Records of labeled boxes:
=======

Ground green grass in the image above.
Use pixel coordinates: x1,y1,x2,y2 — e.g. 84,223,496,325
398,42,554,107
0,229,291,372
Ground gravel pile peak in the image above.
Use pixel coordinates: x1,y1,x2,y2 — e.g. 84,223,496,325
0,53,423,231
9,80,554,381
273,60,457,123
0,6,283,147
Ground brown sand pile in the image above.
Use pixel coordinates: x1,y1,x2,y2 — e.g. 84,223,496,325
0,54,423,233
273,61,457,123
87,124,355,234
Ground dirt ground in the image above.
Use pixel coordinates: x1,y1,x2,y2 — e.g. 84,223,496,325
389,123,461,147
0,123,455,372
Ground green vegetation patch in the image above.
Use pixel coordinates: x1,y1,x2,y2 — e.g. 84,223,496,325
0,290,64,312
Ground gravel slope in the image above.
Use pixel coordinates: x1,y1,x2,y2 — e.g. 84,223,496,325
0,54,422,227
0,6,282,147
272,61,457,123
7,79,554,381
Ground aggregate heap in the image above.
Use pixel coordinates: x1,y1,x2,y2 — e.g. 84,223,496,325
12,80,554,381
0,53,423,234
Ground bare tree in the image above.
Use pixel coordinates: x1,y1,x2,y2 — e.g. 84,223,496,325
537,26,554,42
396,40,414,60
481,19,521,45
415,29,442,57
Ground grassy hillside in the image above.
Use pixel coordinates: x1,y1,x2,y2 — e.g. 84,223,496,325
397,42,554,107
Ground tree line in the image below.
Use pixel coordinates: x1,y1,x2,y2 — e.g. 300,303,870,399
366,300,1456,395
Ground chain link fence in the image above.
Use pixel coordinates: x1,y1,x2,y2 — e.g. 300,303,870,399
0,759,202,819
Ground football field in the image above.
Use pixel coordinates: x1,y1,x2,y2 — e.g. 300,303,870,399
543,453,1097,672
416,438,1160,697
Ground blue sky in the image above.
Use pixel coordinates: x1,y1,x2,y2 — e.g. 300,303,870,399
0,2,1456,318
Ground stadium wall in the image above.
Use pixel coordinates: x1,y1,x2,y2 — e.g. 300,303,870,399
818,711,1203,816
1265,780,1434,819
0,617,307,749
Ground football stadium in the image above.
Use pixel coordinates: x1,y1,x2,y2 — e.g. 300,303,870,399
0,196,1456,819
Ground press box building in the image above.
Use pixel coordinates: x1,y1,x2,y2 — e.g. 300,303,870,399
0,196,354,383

=======

*EXERCISE INSTRUCTIONS*
Please copy every one of the records above line for line, without changing anything.

*EXERCISE ANSWER*
Ground green grass in the image above.
Use pixel coordinates: x1,y1,x2,y2 — e.g. 84,223,496,325
398,42,554,107
0,229,291,372
Ground gravel pile peak in the image above.
Use pixel coordinates: x1,y1,x2,y2 — e.g. 84,223,496,325
0,53,423,231
9,80,554,381
273,60,457,123
0,6,283,147
Ground brown sand pile in the image above.
Use pixel coordinates: x1,y1,x2,y2 — e.g. 84,223,496,325
0,54,423,233
273,61,457,123
87,124,355,234
Ground dirt ground in the image above.
Use pixel coordinates: x1,y1,x2,y2 — e.g. 84,223,496,325
389,123,461,147
0,123,455,372
Ground green vegetation patch in the image above.
Use pixel coordinates: x1,y1,x2,y2 — e.g. 84,223,496,325
0,290,64,312
Ground gravel slope in the image above.
Use pixel coordinates: x1,y1,x2,y2 — e.g. 84,223,496,325
0,54,422,227
0,6,282,147
272,61,457,123
7,79,554,381
Ground aggregate heap in the image above.
Use pixel coordinates: x1,y1,x2,y2 — e.g. 84,223,496,325
12,80,554,381
0,53,423,234
Ground bare tree in the image above.
Use pixel coordinates: x1,y1,x2,y2 — e.g. 84,223,496,325
537,26,554,42
396,40,414,60
481,19,521,45
415,29,442,57
Ground grassy hillside in the image above.
Use pixel coordinates: x1,y1,x2,y2 — e.g. 84,223,496,325
397,42,554,107
Ground tree line in the image below.
Use pixel coordinates: x1,y1,x2,y2 — e.g. 300,303,870,399
366,300,1456,395
Ground chain link fence in the image above.
Use pixel coordinates: x1,y1,x2,y2 — e.g. 300,303,870,399
0,759,202,819
Ground football field in the image above.
Use pixel coordinates: x1,y1,x2,y2 — e.g. 300,303,870,399
543,453,1097,672
416,438,1160,697
Ground blue sky in the image above.
Use pixel coordinates: x1,y1,x2,y2 — e.g. 300,303,870,399
0,2,1456,318
Ground stadium wall in the image above.
Use pixel coordinates: x1,y1,x2,y2 — e.g. 300,303,870,399
818,711,1203,816
1265,780,1434,819
0,617,307,749
Ground football stadium in the image above.
Use pixel coordinates: x1,y1,x2,y2 — e.g. 300,303,870,399
0,196,1456,819
Ground press box building in the image above.
Use pixel coordinates: x1,y1,x2,y2 — e.g. 300,303,870,399
0,196,354,383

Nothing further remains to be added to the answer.